• _Text shown_:
↓
Witness to deadly Oslo shooting outside LGBTQ+ club: ‘There was a person shot in front of us’

The view from the basement bar after the shooting

A witness to the deadly mass shooting outside a queer nightclub has recalled the moment he was trapped inside amid gunfire in Oslo, Norway.

At 1:14am local time on Saturday (25 June), a 42-year-old man opened fire in the Norwegian capital’s popular nightlife district.

Gunfire was reported in three locations, including the popular queer nightclub London Pub, the Herr Nilsen jazz club and a takeaway, city police said.

Two people were killed and at least 21 wounded in a mass shooting being treated by authorities as a terrorist attack.

The suspect, whom police believe acted alone, was arrested within three minutes of the attack and charged with murder, attempted murder and terrorist acts. He remains in custody.

Among those at the London Pub was Christian Svane Mellbye, a manager for the software development company Sopra Steria. He swung by the club with friends ahead of a packed day celebrating Oslo Pride.
↑
• _Record excerpts_:
↓
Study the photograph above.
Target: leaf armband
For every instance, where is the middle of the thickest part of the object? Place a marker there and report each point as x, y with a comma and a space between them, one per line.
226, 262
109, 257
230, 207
↑
• _Exercise tasks_:
(A) From the news report on the Oslo shooting, list every location where gunfire was reported, according to city police.
(B) Continue the news report on the Oslo shooting from its last sentence.

• _Activity answers_:
(A)
- London Pub, a popular queer nightclub
- Herr Nilsen jazz club
- a takeaway

(B)
While at the basement bar, which has a window looking at the street, suddenly everything went silent. “We just were sat downstairs, the music turned off and people started panicking,” he tells PinkNews.

The window to the nightclub had shattered, leaving shards of glass scattered on the floor as people huddled underneath bar tables for protection.

“It was pretty scary being down there not knowing what was happening,” he adds, “but the police and health officials arrived pretty fast.”

Young people mourn at the sight of a mess shooting in Oslo, Norway. (TERJE PEDERSEN/NTB/AFP via Getty Images)

Trapped inside the basement for their safety, patrons tried to leave as confusion mingled with fear. Says Mellbye: “People were crying and we were told to stay down there.

“When I tried to leave maybe 10 minutes later, we were told to exit another way as there was a person shot in front of us.”

When Mellbye and his friends left the London Pub, he was met with dozens of “distressed people”. Officers told him to go to a hotel to seek medical treatment and other support if they needed it.

“Just glad my friends are OK,” Mellbye says, adding that he was “lucky” to have survived unscathed.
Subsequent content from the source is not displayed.